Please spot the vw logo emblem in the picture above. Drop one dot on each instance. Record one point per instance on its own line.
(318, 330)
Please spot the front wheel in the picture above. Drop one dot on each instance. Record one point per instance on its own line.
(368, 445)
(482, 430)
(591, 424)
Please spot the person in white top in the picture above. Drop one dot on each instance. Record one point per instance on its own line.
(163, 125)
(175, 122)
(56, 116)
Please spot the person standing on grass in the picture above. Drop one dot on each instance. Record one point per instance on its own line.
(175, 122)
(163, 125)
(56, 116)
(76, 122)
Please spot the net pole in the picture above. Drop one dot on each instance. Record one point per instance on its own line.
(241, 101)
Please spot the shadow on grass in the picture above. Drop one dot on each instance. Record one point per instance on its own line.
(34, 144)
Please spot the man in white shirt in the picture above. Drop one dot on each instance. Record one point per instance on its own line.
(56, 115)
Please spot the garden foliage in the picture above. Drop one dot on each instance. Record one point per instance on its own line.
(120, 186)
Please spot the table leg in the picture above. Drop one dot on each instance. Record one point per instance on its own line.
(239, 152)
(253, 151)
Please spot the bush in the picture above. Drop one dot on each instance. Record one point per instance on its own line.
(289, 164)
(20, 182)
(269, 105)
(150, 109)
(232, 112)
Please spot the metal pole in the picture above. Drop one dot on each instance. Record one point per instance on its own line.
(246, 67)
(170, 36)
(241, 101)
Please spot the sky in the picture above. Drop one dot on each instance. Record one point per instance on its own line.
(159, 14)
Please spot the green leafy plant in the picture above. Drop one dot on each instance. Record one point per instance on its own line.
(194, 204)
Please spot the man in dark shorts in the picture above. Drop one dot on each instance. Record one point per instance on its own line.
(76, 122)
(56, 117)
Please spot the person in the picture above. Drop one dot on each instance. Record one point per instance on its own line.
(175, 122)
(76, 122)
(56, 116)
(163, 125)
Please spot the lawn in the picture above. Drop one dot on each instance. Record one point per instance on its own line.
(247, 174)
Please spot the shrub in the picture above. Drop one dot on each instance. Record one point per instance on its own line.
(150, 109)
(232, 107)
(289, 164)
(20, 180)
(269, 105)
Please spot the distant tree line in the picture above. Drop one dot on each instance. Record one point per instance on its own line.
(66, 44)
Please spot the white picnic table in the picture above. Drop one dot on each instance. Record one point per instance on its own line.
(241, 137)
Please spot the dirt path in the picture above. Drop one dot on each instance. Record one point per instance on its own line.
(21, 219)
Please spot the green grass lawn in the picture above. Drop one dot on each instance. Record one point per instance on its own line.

+++

Transcribe the records above exactly as they appear.

## FINISHED TASK:
Please spot the vw logo emblem in the picture above. Drop one dot on each instance. Record one point per instance on its own line.
(318, 330)
Please spot the front wheel in the picture above. Drop one dot on each instance. Record one point per instance on its own line.
(368, 445)
(482, 430)
(591, 424)
Please spot the person in white top in the picture above. Drop one dot on each instance. Record one point per instance on its own line.
(163, 125)
(175, 122)
(56, 116)
Please spot the person standing on grass in the picture above. Drop one dot on each instance. Record one point per instance on its own line.
(175, 122)
(163, 125)
(56, 116)
(76, 122)
Please spot the net pole in the picture above. Drop one dot on each instance. Record one point per instance on its own line.
(241, 101)
Please spot the shadow on grass in the picture above. Drop one dot on each instance. Record one point per instance on its own line.
(34, 144)
Please spot the man in white shirt in the picture above. Drop one dot on each instance. Record one point per instance on its own line.
(56, 115)
Please spot the garden foliage in the picture above. Drop one dot on each instance. Record one point per instance on its own line.
(120, 186)
Please spot the table leg in the picture above. Drop one dot on each instance. Record one point per instance on its own line.
(239, 152)
(253, 151)
Please spot the bush in the picture above. Drop one dot on each instance. Record one point per instance on its own line.
(289, 164)
(20, 182)
(269, 105)
(150, 109)
(232, 112)
Please spot the metal pole in the picture above. Drop one dot on each instance. Record one point per instance on its own line.
(246, 67)
(170, 36)
(241, 101)
Please spot the sky in the picture above. Drop one dot on each instance. Record one point per instance on its own line.
(159, 14)
Please spot the green leafy plant in the picture above. Drop one dot on each instance. Record one point per instance on its own line.
(194, 204)
Please spot the man in dark shorts in the picture above. Drop one dot on each instance. Record one point per instance on its own line.
(76, 122)
(56, 117)
Please spot the person in the picture above. Drop one dot on each instance. Record one point per instance on its own line.
(175, 122)
(76, 122)
(56, 116)
(163, 125)
Please spot the lawn in the picture above. Drop one dot on each instance. Record one point per instance on its own line.
(247, 174)
Please spot the shrub in the picture above. Drop one dot on each instance. Record one point per instance on its own line.
(150, 109)
(232, 107)
(289, 164)
(20, 180)
(269, 105)
Please spot the distant tree line in the picture above. Drop one dot on each instance. Record one point per instance on its own line.
(66, 44)
Please spot the white picnic table in the picture above. Drop one dot on each instance. Record one point per instance on its own line.
(241, 137)
Please spot the dirt path in the picture above. Drop one dot on each instance. Record one point per instance on its own line.
(21, 219)
Please spot the green grass lawn in the picture above. Drop one dot on each instance. Record one point per instance on its own line.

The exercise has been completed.